### 本文抜粋

堺市南区の大阪府道で昨年7月、大型バイクに「あおり運転」をした末、車で追突してバイクの男性を死亡させたとして殺人罪に問われた同区の元警備員、中村精寛(あきひろ)被告(40)の裁判員裁判の被告人質問が16日、大阪地裁堺支部(安永武央裁判長)であり、中村被告は過失による事故だったと改めて訴えた。
衝突後「はい、終わりー」の声 あおり運転のドラレコに
被告は昨年7月2日午後7時35分ごろ、大学4年の高田拓海さん(当時22)=同市西区=運転のバイクにパッシングなどを繰り返した行為について、「バイクが突然前方に現れたので危険を感じ、僕の存在を知らしめるためにやった」と説明。被告が腹を立て、高田さんが車線変更しても加速して追跡したとする検察側主張には「妻を迎えに行くために(妻の勤め先がある方向へ)車線変更した。バイクへの意識はなかった」とし、あおり運転を否定した。

### 一覧の項目

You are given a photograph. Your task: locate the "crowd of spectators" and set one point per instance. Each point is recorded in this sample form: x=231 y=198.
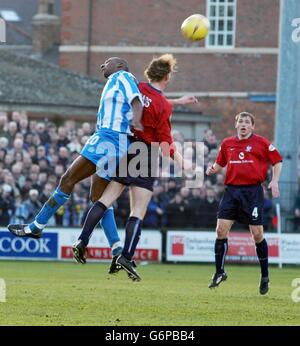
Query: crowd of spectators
x=34 y=153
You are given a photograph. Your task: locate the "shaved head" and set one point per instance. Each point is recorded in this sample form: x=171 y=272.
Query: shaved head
x=113 y=65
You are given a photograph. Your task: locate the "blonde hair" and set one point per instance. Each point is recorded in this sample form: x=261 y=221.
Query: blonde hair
x=160 y=67
x=244 y=115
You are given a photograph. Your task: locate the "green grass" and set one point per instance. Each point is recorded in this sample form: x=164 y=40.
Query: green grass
x=53 y=293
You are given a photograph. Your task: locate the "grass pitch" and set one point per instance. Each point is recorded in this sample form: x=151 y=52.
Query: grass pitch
x=53 y=293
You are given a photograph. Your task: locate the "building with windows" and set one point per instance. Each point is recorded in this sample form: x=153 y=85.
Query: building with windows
x=234 y=69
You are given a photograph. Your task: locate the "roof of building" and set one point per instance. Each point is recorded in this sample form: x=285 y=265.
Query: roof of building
x=36 y=85
x=19 y=32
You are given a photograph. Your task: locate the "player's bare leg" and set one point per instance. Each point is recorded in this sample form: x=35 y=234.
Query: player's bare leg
x=78 y=171
x=221 y=247
x=262 y=254
x=98 y=186
x=139 y=200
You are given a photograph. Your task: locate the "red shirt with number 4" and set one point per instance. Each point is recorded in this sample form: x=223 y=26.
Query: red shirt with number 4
x=247 y=160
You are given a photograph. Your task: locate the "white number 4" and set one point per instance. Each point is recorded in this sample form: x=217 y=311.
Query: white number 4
x=255 y=212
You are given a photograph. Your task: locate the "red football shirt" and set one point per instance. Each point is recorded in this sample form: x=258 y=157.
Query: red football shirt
x=156 y=117
x=247 y=160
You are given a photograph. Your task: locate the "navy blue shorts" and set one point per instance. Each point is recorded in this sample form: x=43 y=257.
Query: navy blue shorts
x=243 y=203
x=146 y=168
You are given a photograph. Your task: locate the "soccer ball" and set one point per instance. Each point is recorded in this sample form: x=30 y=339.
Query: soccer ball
x=195 y=27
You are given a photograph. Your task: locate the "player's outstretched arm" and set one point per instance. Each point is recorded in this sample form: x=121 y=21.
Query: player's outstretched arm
x=215 y=168
x=137 y=109
x=184 y=100
x=276 y=170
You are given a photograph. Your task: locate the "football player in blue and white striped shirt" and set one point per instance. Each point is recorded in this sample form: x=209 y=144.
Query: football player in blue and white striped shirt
x=120 y=108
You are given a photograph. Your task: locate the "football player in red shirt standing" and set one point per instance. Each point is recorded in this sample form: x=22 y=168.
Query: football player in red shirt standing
x=247 y=157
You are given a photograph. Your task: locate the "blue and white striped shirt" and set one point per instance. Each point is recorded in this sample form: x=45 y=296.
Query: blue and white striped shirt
x=115 y=112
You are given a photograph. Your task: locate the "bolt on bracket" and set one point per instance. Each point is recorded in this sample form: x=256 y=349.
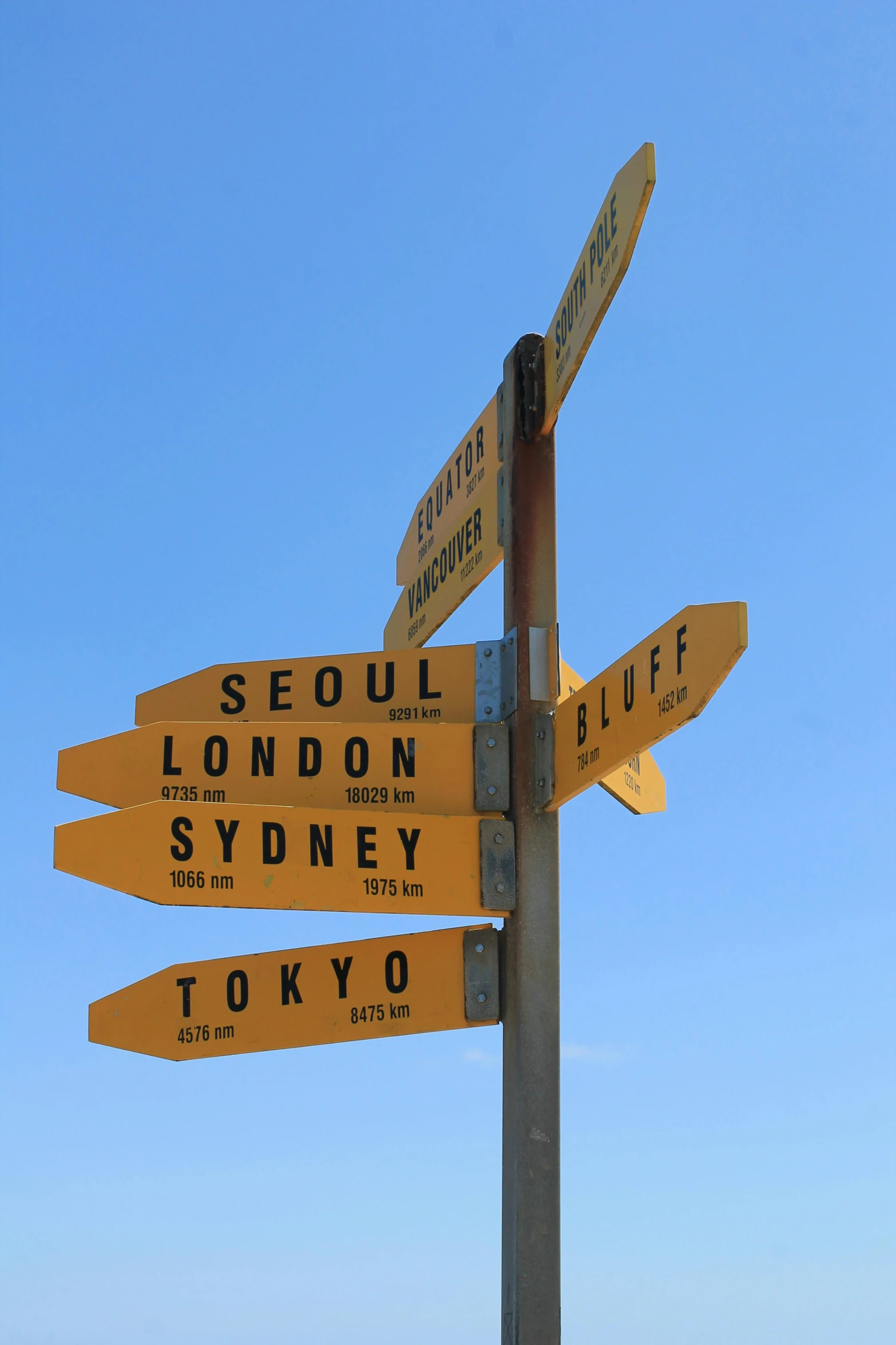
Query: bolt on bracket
x=481 y=985
x=544 y=780
x=495 y=679
x=497 y=864
x=491 y=767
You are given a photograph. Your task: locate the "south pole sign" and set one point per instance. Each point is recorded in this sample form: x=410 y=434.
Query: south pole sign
x=410 y=782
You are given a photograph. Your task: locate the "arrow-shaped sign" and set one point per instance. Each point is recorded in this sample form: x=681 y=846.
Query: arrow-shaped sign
x=598 y=273
x=426 y=768
x=213 y=855
x=305 y=997
x=645 y=696
x=398 y=688
x=453 y=539
x=639 y=784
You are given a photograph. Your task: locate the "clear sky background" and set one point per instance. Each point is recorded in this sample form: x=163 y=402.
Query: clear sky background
x=261 y=267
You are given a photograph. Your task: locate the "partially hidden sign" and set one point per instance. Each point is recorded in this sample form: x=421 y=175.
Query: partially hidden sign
x=639 y=784
x=472 y=469
x=451 y=545
x=399 y=688
x=598 y=273
x=647 y=695
x=422 y=768
x=305 y=997
x=212 y=855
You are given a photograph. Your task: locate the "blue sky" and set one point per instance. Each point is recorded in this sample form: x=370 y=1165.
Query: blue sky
x=260 y=271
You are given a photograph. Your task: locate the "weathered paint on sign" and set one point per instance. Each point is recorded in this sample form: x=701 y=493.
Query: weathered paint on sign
x=424 y=768
x=449 y=573
x=298 y=997
x=647 y=695
x=213 y=855
x=399 y=688
x=472 y=467
x=598 y=273
x=639 y=783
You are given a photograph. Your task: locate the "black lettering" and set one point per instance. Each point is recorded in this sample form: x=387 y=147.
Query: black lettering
x=402 y=759
x=321 y=845
x=655 y=668
x=288 y=987
x=261 y=757
x=366 y=848
x=209 y=756
x=273 y=842
x=395 y=985
x=628 y=687
x=337 y=687
x=682 y=645
x=410 y=845
x=237 y=697
x=371 y=684
x=341 y=970
x=277 y=691
x=363 y=757
x=309 y=756
x=185 y=851
x=237 y=978
x=425 y=680
x=226 y=834
x=186 y=982
x=168 y=751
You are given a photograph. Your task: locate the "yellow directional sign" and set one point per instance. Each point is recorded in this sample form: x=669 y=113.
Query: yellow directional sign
x=305 y=997
x=471 y=470
x=424 y=768
x=647 y=695
x=397 y=688
x=213 y=855
x=639 y=784
x=445 y=556
x=598 y=273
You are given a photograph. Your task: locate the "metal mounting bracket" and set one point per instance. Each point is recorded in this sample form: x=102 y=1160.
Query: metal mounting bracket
x=495 y=679
x=544 y=782
x=481 y=985
x=491 y=768
x=497 y=864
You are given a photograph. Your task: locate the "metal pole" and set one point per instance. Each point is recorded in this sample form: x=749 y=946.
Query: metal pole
x=531 y=1187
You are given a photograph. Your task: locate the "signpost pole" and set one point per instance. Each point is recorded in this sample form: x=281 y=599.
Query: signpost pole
x=531 y=1173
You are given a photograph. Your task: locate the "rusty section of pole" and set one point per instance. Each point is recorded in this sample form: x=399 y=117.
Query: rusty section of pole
x=531 y=1179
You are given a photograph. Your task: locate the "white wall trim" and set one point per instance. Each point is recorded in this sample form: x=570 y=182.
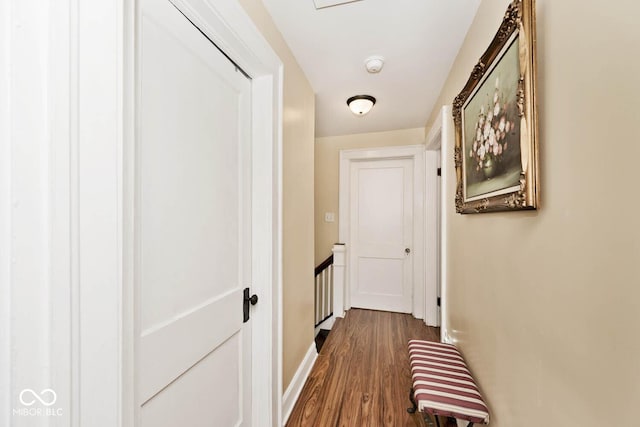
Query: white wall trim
x=432 y=244
x=446 y=205
x=297 y=382
x=415 y=152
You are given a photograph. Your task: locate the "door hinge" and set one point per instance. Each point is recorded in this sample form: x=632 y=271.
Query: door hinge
x=246 y=300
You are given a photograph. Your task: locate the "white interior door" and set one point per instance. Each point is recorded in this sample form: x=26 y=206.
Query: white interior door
x=381 y=234
x=192 y=228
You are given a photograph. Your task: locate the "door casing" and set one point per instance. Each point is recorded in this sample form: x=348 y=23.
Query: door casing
x=416 y=153
x=227 y=25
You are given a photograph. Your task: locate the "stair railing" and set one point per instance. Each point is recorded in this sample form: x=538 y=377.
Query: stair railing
x=324 y=291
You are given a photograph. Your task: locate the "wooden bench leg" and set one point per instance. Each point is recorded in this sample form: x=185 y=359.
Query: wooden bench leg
x=413 y=409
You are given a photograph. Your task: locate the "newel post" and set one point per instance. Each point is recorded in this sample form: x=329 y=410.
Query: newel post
x=339 y=261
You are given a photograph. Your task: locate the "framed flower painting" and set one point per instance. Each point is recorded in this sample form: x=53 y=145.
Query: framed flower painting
x=496 y=154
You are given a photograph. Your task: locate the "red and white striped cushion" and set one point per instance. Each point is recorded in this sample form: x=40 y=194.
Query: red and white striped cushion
x=442 y=382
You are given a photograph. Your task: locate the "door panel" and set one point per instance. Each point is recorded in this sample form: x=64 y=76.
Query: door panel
x=381 y=230
x=199 y=402
x=192 y=227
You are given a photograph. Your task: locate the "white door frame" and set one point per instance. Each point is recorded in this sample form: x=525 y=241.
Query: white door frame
x=66 y=211
x=226 y=24
x=438 y=142
x=416 y=153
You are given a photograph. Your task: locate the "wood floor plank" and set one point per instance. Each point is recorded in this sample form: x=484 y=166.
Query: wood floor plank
x=361 y=377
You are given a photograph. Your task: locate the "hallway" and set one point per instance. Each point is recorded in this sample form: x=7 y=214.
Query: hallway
x=361 y=377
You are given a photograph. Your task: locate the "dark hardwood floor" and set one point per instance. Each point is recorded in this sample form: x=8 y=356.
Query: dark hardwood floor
x=361 y=377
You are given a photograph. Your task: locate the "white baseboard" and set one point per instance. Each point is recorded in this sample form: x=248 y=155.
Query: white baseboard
x=295 y=387
x=327 y=324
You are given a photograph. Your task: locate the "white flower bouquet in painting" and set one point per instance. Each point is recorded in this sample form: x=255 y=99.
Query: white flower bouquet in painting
x=495 y=123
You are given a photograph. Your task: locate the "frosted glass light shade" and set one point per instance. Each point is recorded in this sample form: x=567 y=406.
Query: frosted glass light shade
x=361 y=104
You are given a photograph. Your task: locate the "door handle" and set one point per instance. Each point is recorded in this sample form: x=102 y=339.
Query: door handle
x=246 y=300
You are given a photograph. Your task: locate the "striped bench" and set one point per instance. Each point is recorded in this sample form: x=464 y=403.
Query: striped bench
x=443 y=385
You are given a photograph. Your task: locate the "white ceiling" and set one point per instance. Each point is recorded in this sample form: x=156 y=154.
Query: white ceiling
x=419 y=40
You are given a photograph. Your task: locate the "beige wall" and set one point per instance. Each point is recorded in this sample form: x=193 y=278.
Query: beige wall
x=327 y=176
x=545 y=304
x=298 y=135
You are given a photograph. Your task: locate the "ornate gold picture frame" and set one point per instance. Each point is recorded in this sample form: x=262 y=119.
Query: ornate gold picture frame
x=496 y=155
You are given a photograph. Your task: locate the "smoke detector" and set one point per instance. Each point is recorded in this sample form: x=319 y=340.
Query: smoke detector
x=374 y=64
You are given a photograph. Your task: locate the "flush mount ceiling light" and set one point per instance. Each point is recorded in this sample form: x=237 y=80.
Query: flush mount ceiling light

### 実施する課題
あおり運転裁判の記事から、「堺市南区の大阪府道で昨年7月」から「とし、あおり運転を否定した。」までをそのまま引用してください。

### 解答全文
堺市南区の大阪府道で昨年7月、大型バイクに「あおり運転」をした末、車で追突してバイクの男性を死亡させたとして殺人罪に問われた同区の元警備員、中村精寛(あきひろ)被告(40)の裁判員裁判の被告人質問が16日、大阪地裁堺支部(安永武央裁判長)であり、中村被告は過失による事故だったと改めて訴えた。
衝突後「はい、終わりー」の声 あおり運転のドラレコに
被告は昨年7月2日午後7時35分ごろ、大学4年の高田拓海さん(当時22)=同市西区=運転のバイクにパッシングなどを繰り返した行為について、「バイクが突然前方に現れたので危険を感じ、僕の存在を知らしめるためにやった」と説明。被告が腹を立て、高田さんが車線変更しても加速して追跡したとする検察側主張には「妻を迎えに行くために(妻の勤め先がある方向へ)車線変更した。バイクへの意識はなかった」とし、あおり運転を否定した。